### SHORT TASK
Starting at the line containing "Would it be possible for you to detect the white wall" and ending at the line containing "[433,62,538,197]", write out those lines again with "upper cabinet" changed to "wall cabinet" and nothing else altered. Give only those lines.

### INPUT FOR THIS TASK
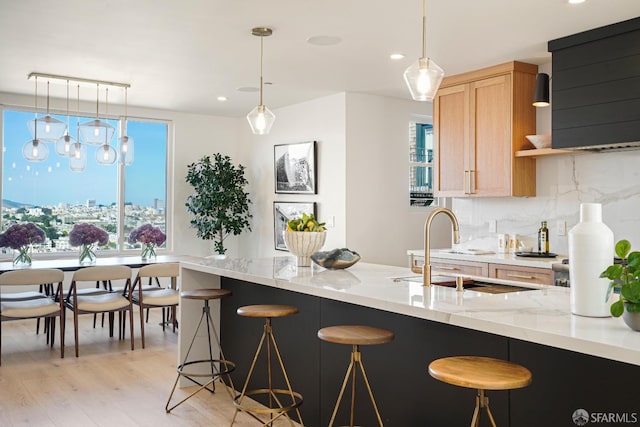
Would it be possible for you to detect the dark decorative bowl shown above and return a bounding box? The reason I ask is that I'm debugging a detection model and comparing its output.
[311,248,360,270]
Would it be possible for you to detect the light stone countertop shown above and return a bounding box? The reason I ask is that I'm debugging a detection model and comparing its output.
[407,249,567,269]
[181,255,640,366]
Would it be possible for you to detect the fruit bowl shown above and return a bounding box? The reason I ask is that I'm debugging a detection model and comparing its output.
[283,230,327,267]
[526,135,551,149]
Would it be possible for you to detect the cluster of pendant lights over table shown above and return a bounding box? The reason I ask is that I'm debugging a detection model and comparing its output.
[22,73,133,172]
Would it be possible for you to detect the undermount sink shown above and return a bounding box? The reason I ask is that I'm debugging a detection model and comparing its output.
[393,275,536,294]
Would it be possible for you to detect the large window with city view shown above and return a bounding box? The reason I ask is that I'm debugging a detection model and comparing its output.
[0,109,169,257]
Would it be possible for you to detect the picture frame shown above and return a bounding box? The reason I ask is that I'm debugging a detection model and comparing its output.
[273,141,317,194]
[273,202,316,251]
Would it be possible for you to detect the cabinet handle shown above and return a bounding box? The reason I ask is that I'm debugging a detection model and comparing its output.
[469,170,476,194]
[507,274,538,280]
[464,170,471,194]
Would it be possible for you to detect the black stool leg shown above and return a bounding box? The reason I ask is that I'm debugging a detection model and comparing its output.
[165,300,235,413]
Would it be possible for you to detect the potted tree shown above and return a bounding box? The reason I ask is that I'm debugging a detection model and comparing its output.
[600,240,640,331]
[185,153,252,258]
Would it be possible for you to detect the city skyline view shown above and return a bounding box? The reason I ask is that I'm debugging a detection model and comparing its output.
[2,110,167,206]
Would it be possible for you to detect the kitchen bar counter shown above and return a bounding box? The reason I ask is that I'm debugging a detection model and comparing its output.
[181,255,640,365]
[407,249,567,269]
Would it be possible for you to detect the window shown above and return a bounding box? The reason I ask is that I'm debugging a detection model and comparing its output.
[1,109,169,254]
[409,122,434,206]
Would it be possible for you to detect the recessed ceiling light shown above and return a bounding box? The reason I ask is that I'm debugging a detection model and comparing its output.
[307,36,342,46]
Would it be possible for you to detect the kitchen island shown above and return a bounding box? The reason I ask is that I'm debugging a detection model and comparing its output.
[180,257,640,426]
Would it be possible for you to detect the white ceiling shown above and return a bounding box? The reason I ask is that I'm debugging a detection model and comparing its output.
[0,0,640,116]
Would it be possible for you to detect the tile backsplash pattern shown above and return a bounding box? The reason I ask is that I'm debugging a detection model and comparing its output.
[452,150,640,255]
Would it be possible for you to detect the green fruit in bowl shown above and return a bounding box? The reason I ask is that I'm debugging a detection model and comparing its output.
[287,213,326,232]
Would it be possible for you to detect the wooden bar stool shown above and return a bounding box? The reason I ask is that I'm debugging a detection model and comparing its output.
[165,289,236,413]
[318,325,394,427]
[429,356,531,427]
[231,305,304,426]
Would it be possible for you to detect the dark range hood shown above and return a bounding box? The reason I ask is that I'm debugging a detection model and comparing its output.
[548,17,640,150]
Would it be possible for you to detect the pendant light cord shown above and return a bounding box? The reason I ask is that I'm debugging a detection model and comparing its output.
[422,0,427,58]
[260,35,264,105]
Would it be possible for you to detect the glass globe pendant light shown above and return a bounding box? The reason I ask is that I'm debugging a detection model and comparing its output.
[69,85,87,172]
[56,80,76,157]
[22,77,49,162]
[28,81,67,142]
[404,0,444,101]
[96,88,118,165]
[247,27,276,135]
[80,84,116,145]
[118,87,133,166]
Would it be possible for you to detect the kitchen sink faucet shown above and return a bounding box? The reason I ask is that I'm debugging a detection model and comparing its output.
[422,208,460,286]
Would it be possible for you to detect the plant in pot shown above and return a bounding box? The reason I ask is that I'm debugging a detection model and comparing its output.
[185,153,252,258]
[600,240,640,331]
[283,213,327,267]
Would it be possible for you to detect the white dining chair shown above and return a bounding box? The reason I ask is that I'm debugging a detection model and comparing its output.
[0,269,65,363]
[65,265,134,357]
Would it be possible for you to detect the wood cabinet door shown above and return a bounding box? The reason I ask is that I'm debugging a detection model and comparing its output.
[489,264,553,285]
[430,258,489,277]
[467,74,513,197]
[433,84,469,197]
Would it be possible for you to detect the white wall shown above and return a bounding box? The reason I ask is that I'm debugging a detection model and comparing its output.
[238,94,346,257]
[346,93,451,266]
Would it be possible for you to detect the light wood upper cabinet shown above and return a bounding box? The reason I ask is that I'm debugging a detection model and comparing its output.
[433,62,538,197]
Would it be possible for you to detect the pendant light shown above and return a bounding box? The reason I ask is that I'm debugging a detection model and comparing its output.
[404,0,444,101]
[28,80,67,142]
[56,80,76,157]
[533,73,549,107]
[247,27,276,135]
[69,85,87,172]
[96,88,118,165]
[22,77,49,162]
[118,87,133,166]
[80,83,115,145]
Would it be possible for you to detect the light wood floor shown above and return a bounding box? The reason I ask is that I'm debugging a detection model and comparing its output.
[0,310,302,427]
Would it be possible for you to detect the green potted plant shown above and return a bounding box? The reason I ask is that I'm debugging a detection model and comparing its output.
[284,213,327,267]
[185,153,252,257]
[600,240,640,331]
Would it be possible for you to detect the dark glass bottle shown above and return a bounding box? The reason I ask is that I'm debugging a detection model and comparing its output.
[538,221,549,254]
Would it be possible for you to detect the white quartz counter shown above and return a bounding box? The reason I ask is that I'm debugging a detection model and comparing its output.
[181,255,640,365]
[407,249,567,269]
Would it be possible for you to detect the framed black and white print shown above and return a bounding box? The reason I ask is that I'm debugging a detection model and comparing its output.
[273,141,316,194]
[273,202,316,251]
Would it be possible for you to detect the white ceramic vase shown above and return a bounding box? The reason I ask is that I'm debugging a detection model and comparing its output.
[283,230,327,267]
[569,203,615,317]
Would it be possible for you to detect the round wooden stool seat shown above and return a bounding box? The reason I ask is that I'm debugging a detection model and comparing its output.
[318,325,395,345]
[237,304,299,317]
[180,289,231,301]
[429,356,531,390]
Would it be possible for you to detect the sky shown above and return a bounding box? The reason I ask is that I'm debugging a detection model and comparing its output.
[2,110,167,206]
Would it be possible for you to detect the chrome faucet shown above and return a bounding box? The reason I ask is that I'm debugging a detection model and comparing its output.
[422,208,460,286]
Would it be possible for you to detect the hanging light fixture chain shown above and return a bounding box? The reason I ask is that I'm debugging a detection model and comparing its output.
[260,34,264,105]
[422,0,427,58]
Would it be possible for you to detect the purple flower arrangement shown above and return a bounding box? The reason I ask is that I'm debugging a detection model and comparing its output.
[129,224,167,259]
[0,222,45,265]
[69,222,109,264]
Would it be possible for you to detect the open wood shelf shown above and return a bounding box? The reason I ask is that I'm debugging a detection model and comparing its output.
[516,148,579,157]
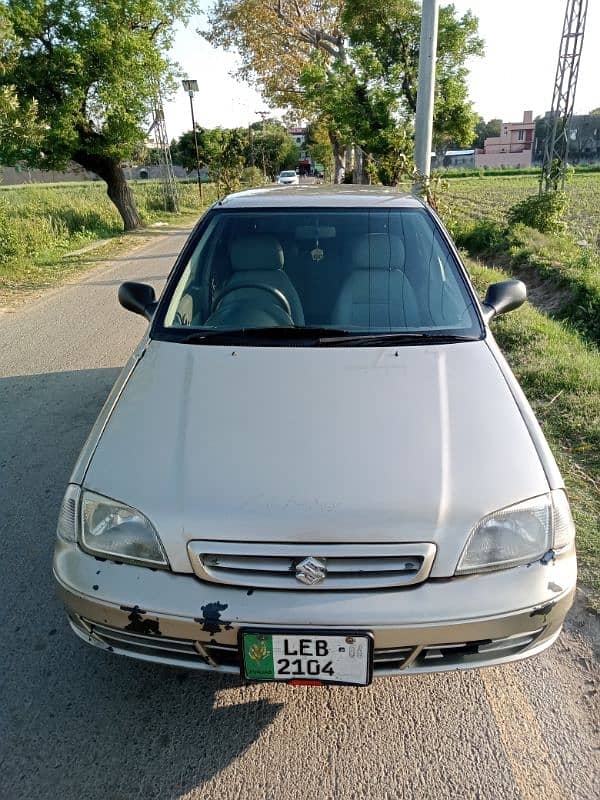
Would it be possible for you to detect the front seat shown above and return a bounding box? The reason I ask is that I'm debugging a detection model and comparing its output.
[332,233,419,330]
[221,233,304,325]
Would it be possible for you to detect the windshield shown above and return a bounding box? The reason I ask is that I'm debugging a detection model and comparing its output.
[162,206,482,339]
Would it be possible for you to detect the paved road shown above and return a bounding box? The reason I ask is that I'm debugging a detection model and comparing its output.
[0,232,600,800]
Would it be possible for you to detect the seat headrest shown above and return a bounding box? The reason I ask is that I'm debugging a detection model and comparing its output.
[229,233,283,272]
[352,233,404,270]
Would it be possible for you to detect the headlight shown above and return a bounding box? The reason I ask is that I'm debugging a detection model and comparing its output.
[456,490,575,575]
[56,483,81,542]
[79,491,169,567]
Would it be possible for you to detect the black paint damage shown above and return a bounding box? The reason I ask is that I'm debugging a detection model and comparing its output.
[529,603,556,617]
[196,602,233,635]
[121,606,161,636]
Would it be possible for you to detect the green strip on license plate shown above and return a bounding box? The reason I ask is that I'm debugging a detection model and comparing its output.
[243,633,275,681]
[241,630,373,686]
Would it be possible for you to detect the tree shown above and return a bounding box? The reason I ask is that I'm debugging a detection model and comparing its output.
[204,128,248,192]
[0,0,196,230]
[204,0,483,181]
[249,122,300,180]
[171,125,208,172]
[200,0,344,110]
[341,0,483,148]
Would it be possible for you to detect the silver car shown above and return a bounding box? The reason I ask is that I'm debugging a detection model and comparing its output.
[54,186,576,686]
[277,169,300,186]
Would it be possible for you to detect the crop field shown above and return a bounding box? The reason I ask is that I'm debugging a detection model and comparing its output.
[447,172,600,242]
[0,181,217,306]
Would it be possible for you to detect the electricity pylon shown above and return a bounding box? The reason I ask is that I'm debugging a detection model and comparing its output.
[540,0,588,194]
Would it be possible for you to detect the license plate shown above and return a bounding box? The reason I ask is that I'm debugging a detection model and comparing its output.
[240,630,373,686]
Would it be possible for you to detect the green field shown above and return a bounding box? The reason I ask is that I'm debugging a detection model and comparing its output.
[447,172,600,248]
[0,181,217,306]
[467,261,600,609]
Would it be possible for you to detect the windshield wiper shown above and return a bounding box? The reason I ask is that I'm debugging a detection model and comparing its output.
[180,325,350,344]
[179,325,477,347]
[318,331,479,347]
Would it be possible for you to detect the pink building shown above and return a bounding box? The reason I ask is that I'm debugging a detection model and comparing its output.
[475,111,535,167]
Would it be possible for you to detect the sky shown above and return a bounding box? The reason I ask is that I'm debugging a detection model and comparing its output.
[165,0,600,138]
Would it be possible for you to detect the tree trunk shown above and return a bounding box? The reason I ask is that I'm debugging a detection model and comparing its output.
[329,131,345,183]
[73,151,144,231]
[352,144,370,183]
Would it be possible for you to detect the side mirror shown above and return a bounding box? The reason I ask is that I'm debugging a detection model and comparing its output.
[119,281,158,320]
[483,281,527,322]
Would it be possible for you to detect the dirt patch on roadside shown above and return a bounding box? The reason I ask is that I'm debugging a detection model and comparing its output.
[565,587,600,669]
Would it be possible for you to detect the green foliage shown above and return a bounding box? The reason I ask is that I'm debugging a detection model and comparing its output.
[444,174,600,343]
[171,125,208,172]
[508,192,569,233]
[342,0,483,149]
[0,180,218,300]
[247,122,300,180]
[467,262,600,608]
[204,128,248,192]
[203,0,483,180]
[449,219,508,256]
[0,0,196,227]
[242,167,265,186]
[306,121,333,181]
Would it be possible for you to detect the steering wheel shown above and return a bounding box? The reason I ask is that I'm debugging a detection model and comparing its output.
[213,283,294,319]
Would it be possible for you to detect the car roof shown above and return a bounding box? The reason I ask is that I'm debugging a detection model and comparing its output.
[214,184,423,208]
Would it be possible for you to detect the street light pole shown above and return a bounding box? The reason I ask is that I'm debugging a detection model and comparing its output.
[414,0,439,189]
[182,80,204,206]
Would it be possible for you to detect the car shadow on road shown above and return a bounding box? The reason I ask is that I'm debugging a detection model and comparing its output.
[0,369,281,800]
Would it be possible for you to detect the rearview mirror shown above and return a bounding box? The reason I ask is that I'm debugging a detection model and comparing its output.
[119,281,158,320]
[483,281,527,322]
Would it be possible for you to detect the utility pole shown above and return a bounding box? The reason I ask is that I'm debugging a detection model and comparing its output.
[181,79,204,206]
[540,0,588,194]
[148,95,179,213]
[413,0,439,192]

### SOLUTION FOR THIS PROBLEM
Would it be possible for you to detect the white wall shown above and return a bounding box? The reason I ask is that I'm debugging a detection model and comparing its output.
[238,94,346,257]
[346,93,451,266]
Would it be possible for you to detect the light wood wall cabinet shown above and return a bounding box? The reason I ask is that I'm debugging a detection model and comparing its output.
[433,62,538,197]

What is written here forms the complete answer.